TASK BRIEF: Scale the records below from the line containing "of the green" through the end of the records, both ends included. Give every line again, requests as well, and multiply each point coordinate in the answers by 1.3, rounding to whole numbers with halves going up.

EXTRACTED ENTRIES:
• • •

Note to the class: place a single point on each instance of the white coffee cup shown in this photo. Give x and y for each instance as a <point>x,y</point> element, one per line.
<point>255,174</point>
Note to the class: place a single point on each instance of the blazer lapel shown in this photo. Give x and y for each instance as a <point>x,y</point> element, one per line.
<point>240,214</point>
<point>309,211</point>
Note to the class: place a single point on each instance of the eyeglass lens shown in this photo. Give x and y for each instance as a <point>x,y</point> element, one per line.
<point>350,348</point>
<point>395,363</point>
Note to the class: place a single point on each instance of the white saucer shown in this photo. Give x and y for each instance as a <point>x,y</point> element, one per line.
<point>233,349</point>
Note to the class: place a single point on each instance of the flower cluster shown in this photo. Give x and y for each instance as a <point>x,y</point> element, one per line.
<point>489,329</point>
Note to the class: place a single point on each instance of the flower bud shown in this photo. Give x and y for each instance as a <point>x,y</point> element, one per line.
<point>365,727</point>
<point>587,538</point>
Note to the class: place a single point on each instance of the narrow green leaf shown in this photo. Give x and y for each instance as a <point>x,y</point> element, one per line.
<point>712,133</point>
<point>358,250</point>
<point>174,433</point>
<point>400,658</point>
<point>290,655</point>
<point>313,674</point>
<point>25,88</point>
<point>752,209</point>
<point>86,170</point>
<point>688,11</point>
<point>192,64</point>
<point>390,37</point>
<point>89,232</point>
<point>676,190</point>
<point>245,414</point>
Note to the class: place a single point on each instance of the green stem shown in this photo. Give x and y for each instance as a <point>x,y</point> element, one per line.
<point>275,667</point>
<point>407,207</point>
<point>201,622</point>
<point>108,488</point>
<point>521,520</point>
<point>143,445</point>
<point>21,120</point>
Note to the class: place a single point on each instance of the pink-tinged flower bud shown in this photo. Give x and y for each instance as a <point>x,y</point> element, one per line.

• • •

THE OUTPUT:
Note to the class: place a single point on each instance of the green stem shown in this photo. Give x and y for each instance as a <point>x,y</point> element, one per line.
<point>358,867</point>
<point>529,269</point>
<point>261,809</point>
<point>140,634</point>
<point>677,676</point>
<point>186,579</point>
<point>27,156</point>
Note to the class: place a single point on each instance of the pink-tinged flower bud shown in this photo. Give x and y for each instance as a <point>x,y</point> element, one per line.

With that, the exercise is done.